## Directions for this task
Determine the number of lines in the entries below in which the word "rack" appears, and reply with that number only.

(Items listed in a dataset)
########################################
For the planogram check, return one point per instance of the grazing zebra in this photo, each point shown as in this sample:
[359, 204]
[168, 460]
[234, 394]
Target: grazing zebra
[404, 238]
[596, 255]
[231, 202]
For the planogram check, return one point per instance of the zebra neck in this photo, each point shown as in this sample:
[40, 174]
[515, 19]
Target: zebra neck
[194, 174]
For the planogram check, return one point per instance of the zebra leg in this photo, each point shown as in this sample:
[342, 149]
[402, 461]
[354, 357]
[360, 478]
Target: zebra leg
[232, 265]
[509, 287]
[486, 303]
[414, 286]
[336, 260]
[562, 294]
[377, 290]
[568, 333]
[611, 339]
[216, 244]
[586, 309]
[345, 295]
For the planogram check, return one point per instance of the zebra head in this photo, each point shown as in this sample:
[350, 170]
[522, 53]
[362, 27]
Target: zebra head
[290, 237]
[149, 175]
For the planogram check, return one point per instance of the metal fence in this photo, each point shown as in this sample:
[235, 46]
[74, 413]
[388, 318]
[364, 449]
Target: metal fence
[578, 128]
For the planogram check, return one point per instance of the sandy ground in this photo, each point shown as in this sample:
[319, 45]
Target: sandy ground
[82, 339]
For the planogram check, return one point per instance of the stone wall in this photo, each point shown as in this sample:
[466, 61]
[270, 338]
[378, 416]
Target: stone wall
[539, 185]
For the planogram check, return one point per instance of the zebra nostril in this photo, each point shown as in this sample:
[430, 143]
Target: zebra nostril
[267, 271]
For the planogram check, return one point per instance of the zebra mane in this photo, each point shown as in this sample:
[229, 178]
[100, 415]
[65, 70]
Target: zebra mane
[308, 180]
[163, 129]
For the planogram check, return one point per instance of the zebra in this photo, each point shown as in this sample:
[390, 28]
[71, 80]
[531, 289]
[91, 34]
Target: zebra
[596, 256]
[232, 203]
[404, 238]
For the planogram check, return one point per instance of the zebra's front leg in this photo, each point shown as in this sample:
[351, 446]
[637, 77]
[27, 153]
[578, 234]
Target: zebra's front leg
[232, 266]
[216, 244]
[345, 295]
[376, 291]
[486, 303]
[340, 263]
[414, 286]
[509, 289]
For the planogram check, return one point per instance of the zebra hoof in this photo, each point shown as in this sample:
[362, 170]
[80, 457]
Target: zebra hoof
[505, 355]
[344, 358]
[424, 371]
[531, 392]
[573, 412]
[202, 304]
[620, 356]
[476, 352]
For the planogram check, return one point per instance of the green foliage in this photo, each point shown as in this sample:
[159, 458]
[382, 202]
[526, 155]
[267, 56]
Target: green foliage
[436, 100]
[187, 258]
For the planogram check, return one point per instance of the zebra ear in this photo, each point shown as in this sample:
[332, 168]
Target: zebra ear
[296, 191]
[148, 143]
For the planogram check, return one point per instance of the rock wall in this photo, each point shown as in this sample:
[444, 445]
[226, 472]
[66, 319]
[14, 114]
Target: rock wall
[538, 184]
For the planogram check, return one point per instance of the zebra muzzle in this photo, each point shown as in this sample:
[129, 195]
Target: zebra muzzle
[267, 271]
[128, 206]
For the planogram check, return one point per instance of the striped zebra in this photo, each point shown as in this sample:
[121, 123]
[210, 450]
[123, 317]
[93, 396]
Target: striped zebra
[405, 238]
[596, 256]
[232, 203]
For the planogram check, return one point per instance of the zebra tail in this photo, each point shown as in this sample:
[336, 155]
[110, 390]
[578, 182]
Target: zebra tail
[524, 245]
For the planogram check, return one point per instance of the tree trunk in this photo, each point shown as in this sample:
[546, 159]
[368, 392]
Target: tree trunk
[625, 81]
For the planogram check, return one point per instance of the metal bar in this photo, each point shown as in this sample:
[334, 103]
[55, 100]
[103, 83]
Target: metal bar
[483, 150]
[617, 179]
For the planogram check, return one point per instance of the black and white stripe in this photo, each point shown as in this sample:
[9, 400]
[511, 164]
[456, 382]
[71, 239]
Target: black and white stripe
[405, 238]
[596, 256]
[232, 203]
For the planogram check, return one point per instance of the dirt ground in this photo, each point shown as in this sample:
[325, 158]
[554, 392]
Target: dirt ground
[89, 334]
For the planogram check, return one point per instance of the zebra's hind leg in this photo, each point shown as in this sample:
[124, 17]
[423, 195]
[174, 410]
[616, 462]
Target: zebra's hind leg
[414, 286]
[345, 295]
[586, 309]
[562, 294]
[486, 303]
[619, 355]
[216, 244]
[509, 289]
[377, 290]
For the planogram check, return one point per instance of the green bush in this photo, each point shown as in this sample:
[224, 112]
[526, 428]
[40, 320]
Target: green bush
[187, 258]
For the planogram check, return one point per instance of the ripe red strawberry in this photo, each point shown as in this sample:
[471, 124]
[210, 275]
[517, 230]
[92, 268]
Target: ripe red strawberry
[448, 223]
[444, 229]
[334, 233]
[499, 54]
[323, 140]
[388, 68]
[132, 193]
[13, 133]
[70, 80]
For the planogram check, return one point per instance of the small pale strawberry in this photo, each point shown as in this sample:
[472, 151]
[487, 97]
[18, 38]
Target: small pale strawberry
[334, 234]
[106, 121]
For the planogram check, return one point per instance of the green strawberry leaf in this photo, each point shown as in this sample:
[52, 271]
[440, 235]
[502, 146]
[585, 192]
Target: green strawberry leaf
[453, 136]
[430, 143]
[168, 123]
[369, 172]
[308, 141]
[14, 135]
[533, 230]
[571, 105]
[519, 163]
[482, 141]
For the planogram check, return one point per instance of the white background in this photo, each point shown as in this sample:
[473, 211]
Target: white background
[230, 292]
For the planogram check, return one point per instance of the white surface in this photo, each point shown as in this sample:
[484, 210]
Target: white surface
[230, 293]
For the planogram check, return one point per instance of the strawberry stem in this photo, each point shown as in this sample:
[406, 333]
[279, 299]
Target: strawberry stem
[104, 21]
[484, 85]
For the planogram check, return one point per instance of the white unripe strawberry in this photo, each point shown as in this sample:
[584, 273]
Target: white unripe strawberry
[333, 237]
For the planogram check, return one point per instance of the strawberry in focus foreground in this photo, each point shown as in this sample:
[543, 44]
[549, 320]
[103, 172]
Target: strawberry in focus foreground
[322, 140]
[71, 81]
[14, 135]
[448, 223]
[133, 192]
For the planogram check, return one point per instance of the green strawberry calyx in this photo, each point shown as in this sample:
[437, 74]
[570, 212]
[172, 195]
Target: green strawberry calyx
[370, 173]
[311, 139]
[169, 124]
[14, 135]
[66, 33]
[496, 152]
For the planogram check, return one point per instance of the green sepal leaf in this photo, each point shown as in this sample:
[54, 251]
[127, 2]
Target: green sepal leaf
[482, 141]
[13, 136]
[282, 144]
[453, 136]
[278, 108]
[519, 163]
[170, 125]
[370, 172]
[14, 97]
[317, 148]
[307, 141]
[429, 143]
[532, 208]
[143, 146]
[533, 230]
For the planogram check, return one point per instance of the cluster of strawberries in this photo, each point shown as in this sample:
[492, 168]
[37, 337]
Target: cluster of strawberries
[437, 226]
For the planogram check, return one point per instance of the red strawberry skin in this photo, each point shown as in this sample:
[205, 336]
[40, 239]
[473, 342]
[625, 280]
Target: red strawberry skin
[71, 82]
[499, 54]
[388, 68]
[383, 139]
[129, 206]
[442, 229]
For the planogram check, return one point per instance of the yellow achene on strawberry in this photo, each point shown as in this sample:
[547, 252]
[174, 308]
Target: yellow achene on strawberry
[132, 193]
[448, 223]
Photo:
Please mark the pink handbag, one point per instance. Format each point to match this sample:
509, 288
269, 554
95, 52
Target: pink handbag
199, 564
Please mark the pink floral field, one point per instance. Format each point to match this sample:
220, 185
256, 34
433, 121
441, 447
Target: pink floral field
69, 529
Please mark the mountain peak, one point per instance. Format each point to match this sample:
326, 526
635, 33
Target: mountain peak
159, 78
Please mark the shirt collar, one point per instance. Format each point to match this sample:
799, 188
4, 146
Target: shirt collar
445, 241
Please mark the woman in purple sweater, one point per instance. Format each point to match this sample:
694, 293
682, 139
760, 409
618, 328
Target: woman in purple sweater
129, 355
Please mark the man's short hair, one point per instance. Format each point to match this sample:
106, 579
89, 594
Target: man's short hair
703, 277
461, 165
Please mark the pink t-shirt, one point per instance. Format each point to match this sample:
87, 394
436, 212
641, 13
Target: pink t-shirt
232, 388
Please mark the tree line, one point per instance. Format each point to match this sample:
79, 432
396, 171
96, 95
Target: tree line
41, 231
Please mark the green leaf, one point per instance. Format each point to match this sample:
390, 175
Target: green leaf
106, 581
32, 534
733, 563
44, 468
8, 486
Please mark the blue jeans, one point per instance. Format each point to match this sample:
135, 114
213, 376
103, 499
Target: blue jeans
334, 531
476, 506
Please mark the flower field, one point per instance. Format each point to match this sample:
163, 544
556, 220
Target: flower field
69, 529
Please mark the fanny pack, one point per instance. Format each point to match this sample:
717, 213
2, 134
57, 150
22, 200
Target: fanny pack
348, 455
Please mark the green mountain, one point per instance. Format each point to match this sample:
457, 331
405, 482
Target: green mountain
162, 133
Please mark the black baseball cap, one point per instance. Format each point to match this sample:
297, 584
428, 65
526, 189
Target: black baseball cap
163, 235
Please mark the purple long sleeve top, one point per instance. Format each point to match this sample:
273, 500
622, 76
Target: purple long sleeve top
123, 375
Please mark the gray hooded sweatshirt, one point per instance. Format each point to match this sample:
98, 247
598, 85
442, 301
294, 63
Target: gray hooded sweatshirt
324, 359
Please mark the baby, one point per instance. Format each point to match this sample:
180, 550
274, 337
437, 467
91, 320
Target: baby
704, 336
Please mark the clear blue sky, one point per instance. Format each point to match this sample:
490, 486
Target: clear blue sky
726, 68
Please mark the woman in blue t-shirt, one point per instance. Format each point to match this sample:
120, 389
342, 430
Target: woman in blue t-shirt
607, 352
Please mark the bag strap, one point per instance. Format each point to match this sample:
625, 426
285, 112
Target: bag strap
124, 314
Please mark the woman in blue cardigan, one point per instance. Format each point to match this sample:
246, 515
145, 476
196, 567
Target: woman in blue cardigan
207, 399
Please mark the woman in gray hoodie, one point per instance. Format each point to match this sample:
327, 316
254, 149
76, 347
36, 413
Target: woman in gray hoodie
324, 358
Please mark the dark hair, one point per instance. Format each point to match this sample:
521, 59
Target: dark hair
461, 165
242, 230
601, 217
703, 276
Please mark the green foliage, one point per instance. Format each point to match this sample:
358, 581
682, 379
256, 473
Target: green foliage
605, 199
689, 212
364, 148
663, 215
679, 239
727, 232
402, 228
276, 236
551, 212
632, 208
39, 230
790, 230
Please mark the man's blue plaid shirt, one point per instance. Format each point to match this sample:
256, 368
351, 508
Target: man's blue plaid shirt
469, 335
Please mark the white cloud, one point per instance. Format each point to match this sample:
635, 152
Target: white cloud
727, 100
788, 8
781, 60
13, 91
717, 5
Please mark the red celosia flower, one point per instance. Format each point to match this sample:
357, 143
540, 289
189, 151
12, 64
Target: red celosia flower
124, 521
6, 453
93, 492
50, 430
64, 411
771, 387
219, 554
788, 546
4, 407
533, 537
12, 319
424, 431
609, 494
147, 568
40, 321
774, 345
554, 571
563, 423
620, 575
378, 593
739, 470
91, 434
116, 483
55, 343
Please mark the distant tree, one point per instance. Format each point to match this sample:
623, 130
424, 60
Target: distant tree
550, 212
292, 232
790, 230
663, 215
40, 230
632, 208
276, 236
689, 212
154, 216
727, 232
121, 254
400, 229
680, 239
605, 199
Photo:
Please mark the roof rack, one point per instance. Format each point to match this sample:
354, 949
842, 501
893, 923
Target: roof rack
########################################
## Exercise solution
2